Kali ini kita membahas tentang unsur-unsur sebuah cerita rekaan. Banyak aspek yang menjadikan unsur-unsur ini patut dipertimbangkan, bahkan wajib masuk di dalam cerita rekaan yang nantinya akan dibuat. Ada unsur intrinsik dan ektrinsik.
Apa saja unsur-unsur intrinsik yang membangun cerita rekaan tersebut?
- Tokoh
Tokoh adalah pelaku yang membuat sebuah cerita rekaan terasa hidup karena menceritakan tentang si tokoh ini. Posisi tokoh di sini sangat strategis karena digunakan untuk menyampaikan pesan atau amanat kepada pembaca.
Salah satu contoh bagaimana menggambarkan tentang sosok tokoh dalam sebuah cerita.
Bukan rahasia lagi jika tak ada yang mendekati Nisa karena wajahnya terlihat menyeramkan. Ada bekas jahitan memanjang di tulang pipinya, sampai hidung. Mungkin benar kata orang jika dari mata turun ke hati. Nyatanya sampai saat ini pun belum ada yang mau mempekerjakan Nisa di toko untuk melayani pembeli. Gadis itu hanya bekerja membantu masak atau mencuci piring di hajatan orang.(Istri Kedua Gus Part 1)
- Latar
Banyak yang menganggap bahwa latar itu tidak penting, tapi ini adalah unsur penting dalam sebuah cerita. Latar atau yang biasa kita kenal sebagai setting tempat ini menggambarkan di mana cerita tersebut terjadi. Biasanya untuk sebuah latar, penulis cerita rekaan bahkan mengunjungi tempat tertentu agar bisa menuliskan latar dengan baik.
Saya menyukai sebuah cerita rekaan dengan latar yang seolah-olah mengajak kita untuk ke sana dan belajar membuat bagaimana cerita tersebut seakan hidup. Memang terlihat mudah, tapi karena dianggap mudah itu, jadi terasa sulit.
Salah satu contoh penulisan latar yang saya tulis dalam Istri Kedua Gus.
Baca juga: Hubungan Tiga Konsep dalam Cerita Rekaan
Tempat duduk dan meja dari kayu yang mereka duduki menjadi saksi bahwa kehidupan yang mereka jalani teramat sulit. Apalagi ditambah dengan langit-langit yang masih berupa genteng dengan beberapa kayu di bawahnya.

* DATA YANG DIBERIKAN:
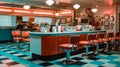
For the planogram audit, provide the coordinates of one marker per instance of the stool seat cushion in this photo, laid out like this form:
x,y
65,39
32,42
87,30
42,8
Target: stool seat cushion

* TUGAS YANG DIBERIKAN:
Tentukan apakah setiap pernyataan berikut sesuai dengan teks tentang unsur cerita rekaan. Jawab ya atau tidak, lalu kutip kata-kata teks yang menjadi penentunya.
1. Latar menggambarkan tempat cerita terjadi.
2. Nisa bekerja di toko untuk melayani pembeli.
3. Tokoh digunakan untuk menyampaikan pesan kepada pembaca.

* HASIL TUGAS:
1. Ya: "Latar atau yang biasa kita kenal sebagai setting tempat ini menggambarkan di mana cerita tersebut terjadi."
2. Tidak: "Nyatanya sampai saat ini pun belum ada yang mau mempekerjakan Nisa di toko untuk melayani pembeli."
3. Ya: "Posisi tokoh di sini sangat strategis karena digunakan untuk menyampaikan pesan atau amanat kepada pembaca."